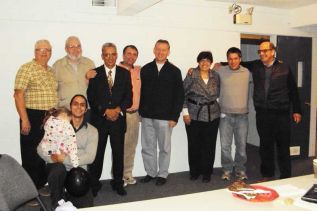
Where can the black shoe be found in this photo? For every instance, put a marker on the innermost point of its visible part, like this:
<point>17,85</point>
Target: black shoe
<point>193,177</point>
<point>146,179</point>
<point>113,185</point>
<point>206,179</point>
<point>160,181</point>
<point>121,191</point>
<point>118,188</point>
<point>96,189</point>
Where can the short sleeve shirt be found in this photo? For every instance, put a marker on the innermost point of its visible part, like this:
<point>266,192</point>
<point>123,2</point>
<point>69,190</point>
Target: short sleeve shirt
<point>39,84</point>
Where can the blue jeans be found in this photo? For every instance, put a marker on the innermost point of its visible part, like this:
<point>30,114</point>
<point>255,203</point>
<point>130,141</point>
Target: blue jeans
<point>237,125</point>
<point>155,133</point>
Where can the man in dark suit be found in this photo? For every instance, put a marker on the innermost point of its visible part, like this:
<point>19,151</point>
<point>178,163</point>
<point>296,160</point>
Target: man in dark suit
<point>109,95</point>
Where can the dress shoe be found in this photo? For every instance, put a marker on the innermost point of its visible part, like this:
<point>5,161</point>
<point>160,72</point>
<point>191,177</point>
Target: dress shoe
<point>121,191</point>
<point>95,189</point>
<point>118,188</point>
<point>160,181</point>
<point>147,179</point>
<point>44,191</point>
<point>206,179</point>
<point>193,177</point>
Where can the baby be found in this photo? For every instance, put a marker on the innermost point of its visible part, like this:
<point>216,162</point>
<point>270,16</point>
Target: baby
<point>59,134</point>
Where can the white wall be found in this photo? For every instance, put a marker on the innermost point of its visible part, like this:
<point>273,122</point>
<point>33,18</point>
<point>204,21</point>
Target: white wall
<point>189,25</point>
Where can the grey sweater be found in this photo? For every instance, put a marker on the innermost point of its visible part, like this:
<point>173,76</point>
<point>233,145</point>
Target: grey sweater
<point>87,141</point>
<point>234,90</point>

_The task_
Retype the part of the records that opens with the line containing "Where can the blue" and closes with the line containing "<point>59,134</point>", both of those lines included.

_Expected output_
Where can the blue jeans be found in this photo? For every instance, put a marker on the innermost point of its visible part, like this:
<point>30,114</point>
<point>255,203</point>
<point>130,141</point>
Target: blue jeans
<point>237,125</point>
<point>155,133</point>
Where can the man in dark suit be found in this photo? For every instance, put a marker on the innermost point of its visible part, like this:
<point>19,151</point>
<point>178,163</point>
<point>296,160</point>
Target: man in dark suit
<point>109,95</point>
Where can the dress shoe be found in this photo? For every instance, put a marker on the innermost point of its visible part, like this:
<point>5,161</point>
<point>160,72</point>
<point>191,177</point>
Target: dress shoe
<point>121,191</point>
<point>95,189</point>
<point>118,188</point>
<point>160,181</point>
<point>147,179</point>
<point>44,191</point>
<point>206,179</point>
<point>193,177</point>
Where can the baby be found in this photo? For every instance, put a marker on the innermost point of its visible part, like this:
<point>216,162</point>
<point>270,16</point>
Target: baby
<point>59,134</point>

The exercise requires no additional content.